=== SET EXERCISE ===
Rewrite the listing with every "exhaust pipe" changed to "tailpipe" and everything else kept the same. Omit the pictures from your answer.

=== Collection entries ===
________________________
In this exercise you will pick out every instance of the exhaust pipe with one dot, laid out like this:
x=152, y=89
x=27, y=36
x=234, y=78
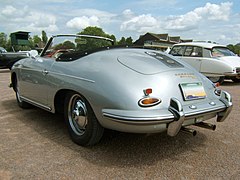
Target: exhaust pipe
x=189, y=131
x=206, y=125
________________________
=== RESULT OF THIS EXERCISE ===
In this exercise you will pick out every instance of the tailpipe with one dot, laid out like this:
x=152, y=89
x=27, y=36
x=234, y=78
Target: tailpipe
x=189, y=131
x=206, y=125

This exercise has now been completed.